##### TEXT PASSAGE

In some embodiments, determining the visible satellite set can include determining location information of each satellite in the satellite almanac in the local Cartesian coordinate system according to the satellite almanac and the location information of the second aircraft, determining an elevation angle of each satellite relative to the second aircraft according to the location information of each satellite in the local Cartesian coordinate system, and using the satellite having the elevation angle relative to the second aircraft that is in the predetermined elevation angle range as the visible satellite of the second aircraft to obtain the visible satellite set.

For example, assume that satellite history includes the location information of satellite W in the geodetic coordinate system, that is, a coordinate value (x₀, y₀, z₀) in the geodetic coordinate system. The location information of the second aircraft includes a coordinate value (x₁, y₁, z₁) of the second aircraft in the geodetic coordinate system, and the longitude L₀ and the latitude B₀ of the current location of the second aircraft. The location information of the satellite W in the local Cartesian coordinate system includes a coordinate (x_h, y_h, z_h) in the local Cartesian coordinate system. The coordinate of the satellite W in the local Cartesian coordinate system may be represented by formula (4).

$\begin{array}{cc}\left[\begin{array}{c}{x}_h\\ y_h\\ z_h\end{array}\right]=\left[\begin{array}{ccc}-\sin B_0\cos L_0& -\sin B_0\sin L_0& \cos B_0\\ -\sin L_0& \cos L_0& 0\\ \cos B_0\cos L_0& \cos B_0\sin L_0& \sin B_0\end{array}\right]·\left(\left[\begin{array}{c}{x}_0\\ y_0\\ z_0\end{array}\right]-\left[\begin{array}{c}{x}_1\\ y_1\\ z_1\end{array}\right]\right)& \left(4\right)\end{array}$

Further, the elevation angle of the satellite W relative to the second aircraft may be determined according to the location information of the satellite W in the local Cartesian coordinate system. The elevation angle is denoted by E_H and may be represented by formula (5). When the elevation angle is in the predetermined elevation angle range, for example, E_H ∈ (0°, 90°], satellite W is determined to be a visible satellite visible to the second aircraft.

E _H=arc tg(z_h/√{square root over (x_h²+y_h²)})   (5)

In some embodiments, navigation and/or positioning may be performed on the second aircraft according to the current location information and the current time information of the second aircraft, and the satellite almanac.

##########
##### DATA SECTION

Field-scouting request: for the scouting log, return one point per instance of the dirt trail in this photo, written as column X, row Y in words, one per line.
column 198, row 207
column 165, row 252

##########

[BRIEF A]:
Rewrite the passage on visible satellites starting at "In some embodiments, navigation" and ending at "the satellite almanac.", with "satellite almanac" changed to "satellite ephemeris".
[BRIEF B]:
For each statement, answer yes or no according to the passage on visible satellites, and quote the words that decide it: (i) An example of the predetermined elevation angle range is E_H ∈ (0°, 90°]. (ii) The coordinate of satellite W in the local Cartesian coordinate system may be represented by formula (5). (iii) The elevation angle of satellite W relative to the second aircraft is denoted by E_H.
[BRIEF C]:
Pick up the passage on visible satellites after its last sentence and continue it.

[OUTPUT A]:
In some embodiments, navigation and/or positioning may be performed on the second aircraft according to the current location information and the current time information of the second aircraft, and the satellite ephemeris.

[OUTPUT B]:
(i) Yes: "for example, E_H ∈ (0°, 90°]"
(ii) No: "The coordinate of the satellite W in the local Cartesian coordinate system may be represented by formula (4)."
(iii) Yes: "The elevation angle is denoted by E_H"

[OUTPUT C]:
The second aircraft may perform navigation on the second aircraft according to the current location information and the current time information of the second aircraft, and the satellite almanac, such that the second aircraft may fly to the determined location, and/or perform positioning on the second aircraft according to the current location information of the second aircraft, the current time information, and the satellite almanac, such that accurate location information may be provided to the second aircraft.

In some embodiments, by parsing the ADS-B information broadcast by each of the plurality of first aircrafts, the time information and the location information included in each piece of ADS-B information may be obtained. The current time information of the second aircraft may be determined according to the time information and the location information included in each piece of ADS-B information. Thus, the current time information of the second aircraft may be determined based on the time information and the location information included in the ADS-B information transmitted by the first aircrafts instead of directly using the time information transmitted by the ground terminal as the current time information of the second aircraft, which may increase the accuracy of obtaining the time information of the second aircraft. In addition, the distance between the second aircraft and a first aircraft can be much shorter than the distance between the second aircraft and the ground terminal, which further increases the accuracy of obtaining the time information of the second aircraft. As such, satellite search may be quickly performed according to the time information of the second aircraft.

FIG. 5 is a schematic structural diagram of an aircraft according to some embodiments of the present disclosure. In some embodiments, the aircraft includes a processor 501, a memory 502, a user interface 503, and a data interface 504. The data interface 504 may be configured to transmit information, for example, transmit a location request to a satellite. The user interface 503 may be configured to receive a photographing instruction input by the user.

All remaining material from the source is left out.